● Assignment
Show all the lines in the data below that include the word "marking".

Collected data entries
——————

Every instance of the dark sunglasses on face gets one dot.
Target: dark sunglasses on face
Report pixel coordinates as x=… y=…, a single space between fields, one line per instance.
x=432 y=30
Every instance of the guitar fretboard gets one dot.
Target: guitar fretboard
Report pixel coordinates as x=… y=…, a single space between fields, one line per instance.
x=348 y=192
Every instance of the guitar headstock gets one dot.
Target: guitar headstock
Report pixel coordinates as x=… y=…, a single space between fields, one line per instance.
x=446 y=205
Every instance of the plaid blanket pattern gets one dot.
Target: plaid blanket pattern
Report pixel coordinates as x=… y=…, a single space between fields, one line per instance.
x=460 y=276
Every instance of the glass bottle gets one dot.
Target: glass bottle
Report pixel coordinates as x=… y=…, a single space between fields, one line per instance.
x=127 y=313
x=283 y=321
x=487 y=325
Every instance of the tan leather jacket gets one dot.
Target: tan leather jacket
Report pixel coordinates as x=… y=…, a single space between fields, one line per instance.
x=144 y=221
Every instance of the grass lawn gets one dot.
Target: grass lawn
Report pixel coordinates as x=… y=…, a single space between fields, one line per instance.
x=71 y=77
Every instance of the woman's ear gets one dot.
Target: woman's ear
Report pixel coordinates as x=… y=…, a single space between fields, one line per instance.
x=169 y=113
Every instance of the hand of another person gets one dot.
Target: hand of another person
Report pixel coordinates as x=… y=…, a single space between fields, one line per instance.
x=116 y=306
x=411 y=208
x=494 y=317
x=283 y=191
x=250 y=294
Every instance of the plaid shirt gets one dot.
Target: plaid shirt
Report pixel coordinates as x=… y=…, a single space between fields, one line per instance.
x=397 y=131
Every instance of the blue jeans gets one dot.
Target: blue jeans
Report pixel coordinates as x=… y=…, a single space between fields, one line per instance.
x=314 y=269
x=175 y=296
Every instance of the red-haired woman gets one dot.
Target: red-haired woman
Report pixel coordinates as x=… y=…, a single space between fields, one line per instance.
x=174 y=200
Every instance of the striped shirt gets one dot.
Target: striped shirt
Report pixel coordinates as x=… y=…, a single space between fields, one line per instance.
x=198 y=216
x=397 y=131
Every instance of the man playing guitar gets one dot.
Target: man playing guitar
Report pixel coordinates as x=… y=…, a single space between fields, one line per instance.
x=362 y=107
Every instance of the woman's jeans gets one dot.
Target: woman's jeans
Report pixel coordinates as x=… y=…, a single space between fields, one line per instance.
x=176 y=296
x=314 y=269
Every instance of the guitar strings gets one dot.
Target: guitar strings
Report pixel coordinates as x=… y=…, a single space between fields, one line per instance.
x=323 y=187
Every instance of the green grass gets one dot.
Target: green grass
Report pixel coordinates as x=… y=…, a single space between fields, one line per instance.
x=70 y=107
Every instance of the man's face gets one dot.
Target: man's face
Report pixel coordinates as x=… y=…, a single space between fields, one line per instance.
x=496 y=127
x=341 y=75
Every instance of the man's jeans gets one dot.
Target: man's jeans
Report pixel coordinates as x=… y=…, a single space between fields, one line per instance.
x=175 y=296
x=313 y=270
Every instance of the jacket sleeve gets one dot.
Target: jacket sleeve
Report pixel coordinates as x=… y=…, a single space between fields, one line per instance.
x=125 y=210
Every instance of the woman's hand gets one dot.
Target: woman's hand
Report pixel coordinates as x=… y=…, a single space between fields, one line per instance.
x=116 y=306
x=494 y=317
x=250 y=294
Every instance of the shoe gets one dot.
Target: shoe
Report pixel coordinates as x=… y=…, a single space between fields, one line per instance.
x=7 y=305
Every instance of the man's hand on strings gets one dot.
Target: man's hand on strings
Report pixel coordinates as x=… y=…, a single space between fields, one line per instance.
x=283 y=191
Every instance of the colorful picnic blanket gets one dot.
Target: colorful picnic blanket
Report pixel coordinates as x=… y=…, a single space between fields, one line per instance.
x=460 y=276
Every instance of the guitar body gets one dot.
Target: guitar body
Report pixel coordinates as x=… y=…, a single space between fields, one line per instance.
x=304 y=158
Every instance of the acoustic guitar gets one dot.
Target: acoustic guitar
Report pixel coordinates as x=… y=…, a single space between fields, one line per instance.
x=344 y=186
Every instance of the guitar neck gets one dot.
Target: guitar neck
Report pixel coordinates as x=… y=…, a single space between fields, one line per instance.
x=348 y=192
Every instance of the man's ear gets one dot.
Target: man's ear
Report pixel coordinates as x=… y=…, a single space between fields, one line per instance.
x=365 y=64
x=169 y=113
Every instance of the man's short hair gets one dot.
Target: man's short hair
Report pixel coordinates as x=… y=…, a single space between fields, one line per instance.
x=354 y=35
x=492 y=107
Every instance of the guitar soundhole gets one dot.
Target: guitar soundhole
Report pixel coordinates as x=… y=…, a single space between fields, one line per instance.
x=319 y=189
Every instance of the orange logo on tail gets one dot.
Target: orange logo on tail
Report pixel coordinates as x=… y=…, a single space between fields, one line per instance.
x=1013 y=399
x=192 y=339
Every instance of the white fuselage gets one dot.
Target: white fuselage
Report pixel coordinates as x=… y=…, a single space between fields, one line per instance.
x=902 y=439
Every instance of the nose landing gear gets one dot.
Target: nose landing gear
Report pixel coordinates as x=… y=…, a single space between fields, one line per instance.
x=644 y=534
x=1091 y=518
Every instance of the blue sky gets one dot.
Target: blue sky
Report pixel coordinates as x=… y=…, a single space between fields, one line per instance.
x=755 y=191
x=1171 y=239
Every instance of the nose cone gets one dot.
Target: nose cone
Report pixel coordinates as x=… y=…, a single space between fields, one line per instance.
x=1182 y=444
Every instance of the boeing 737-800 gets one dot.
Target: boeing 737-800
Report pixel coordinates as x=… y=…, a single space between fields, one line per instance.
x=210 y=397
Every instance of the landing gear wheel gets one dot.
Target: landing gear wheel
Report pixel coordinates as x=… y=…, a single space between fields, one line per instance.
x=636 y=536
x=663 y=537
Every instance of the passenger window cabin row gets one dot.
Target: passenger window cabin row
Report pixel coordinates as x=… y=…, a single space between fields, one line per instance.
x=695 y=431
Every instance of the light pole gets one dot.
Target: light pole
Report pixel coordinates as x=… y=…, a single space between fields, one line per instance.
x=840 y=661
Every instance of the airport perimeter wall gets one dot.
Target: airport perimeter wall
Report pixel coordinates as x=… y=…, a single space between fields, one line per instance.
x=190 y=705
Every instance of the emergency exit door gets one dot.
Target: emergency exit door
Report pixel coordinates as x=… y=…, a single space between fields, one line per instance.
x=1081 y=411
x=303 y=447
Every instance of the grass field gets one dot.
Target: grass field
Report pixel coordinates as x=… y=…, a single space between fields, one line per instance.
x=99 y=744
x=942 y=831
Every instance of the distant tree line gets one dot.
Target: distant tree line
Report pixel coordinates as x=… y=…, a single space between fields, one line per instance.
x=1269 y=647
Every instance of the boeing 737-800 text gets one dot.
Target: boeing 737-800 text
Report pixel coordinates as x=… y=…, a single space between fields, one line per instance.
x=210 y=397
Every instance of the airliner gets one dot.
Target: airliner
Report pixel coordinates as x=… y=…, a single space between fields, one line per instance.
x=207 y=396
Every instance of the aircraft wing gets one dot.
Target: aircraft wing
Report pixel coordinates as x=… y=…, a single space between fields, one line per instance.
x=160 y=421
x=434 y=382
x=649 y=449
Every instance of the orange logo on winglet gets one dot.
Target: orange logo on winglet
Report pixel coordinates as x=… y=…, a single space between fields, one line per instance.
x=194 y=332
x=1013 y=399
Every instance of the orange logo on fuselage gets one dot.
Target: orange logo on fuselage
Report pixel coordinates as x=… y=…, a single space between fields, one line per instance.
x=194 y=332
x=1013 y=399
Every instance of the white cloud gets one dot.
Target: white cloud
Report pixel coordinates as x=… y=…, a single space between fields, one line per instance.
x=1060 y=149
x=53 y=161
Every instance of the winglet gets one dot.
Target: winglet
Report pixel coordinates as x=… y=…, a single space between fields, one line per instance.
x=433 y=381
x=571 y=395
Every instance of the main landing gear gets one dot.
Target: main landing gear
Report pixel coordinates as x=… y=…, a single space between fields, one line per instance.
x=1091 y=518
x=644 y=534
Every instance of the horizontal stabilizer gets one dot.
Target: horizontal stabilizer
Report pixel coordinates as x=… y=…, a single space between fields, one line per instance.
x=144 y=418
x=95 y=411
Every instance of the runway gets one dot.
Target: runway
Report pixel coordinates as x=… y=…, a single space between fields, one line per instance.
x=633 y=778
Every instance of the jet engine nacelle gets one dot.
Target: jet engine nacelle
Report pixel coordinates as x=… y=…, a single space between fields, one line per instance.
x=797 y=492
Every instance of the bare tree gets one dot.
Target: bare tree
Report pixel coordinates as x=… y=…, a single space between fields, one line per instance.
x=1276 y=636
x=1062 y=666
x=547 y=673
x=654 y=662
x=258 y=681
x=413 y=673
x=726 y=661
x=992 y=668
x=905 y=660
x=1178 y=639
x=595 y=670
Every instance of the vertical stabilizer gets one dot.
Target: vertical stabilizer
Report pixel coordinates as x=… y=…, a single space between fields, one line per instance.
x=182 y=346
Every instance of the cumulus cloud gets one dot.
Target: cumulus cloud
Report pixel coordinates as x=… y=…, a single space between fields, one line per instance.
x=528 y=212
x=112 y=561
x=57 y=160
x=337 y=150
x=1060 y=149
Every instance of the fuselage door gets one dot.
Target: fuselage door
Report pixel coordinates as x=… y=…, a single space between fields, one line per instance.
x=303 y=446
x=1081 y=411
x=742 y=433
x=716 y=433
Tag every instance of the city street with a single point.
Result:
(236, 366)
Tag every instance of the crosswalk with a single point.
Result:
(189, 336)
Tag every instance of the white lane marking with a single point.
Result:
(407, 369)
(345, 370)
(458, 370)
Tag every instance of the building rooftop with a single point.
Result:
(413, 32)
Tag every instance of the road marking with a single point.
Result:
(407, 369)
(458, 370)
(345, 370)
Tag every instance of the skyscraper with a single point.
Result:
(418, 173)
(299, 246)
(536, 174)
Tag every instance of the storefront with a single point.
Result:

——————

● Solution for this problem
Tag every instance of the white lane marking with a single point.
Tag every instance of the road marking with a single point.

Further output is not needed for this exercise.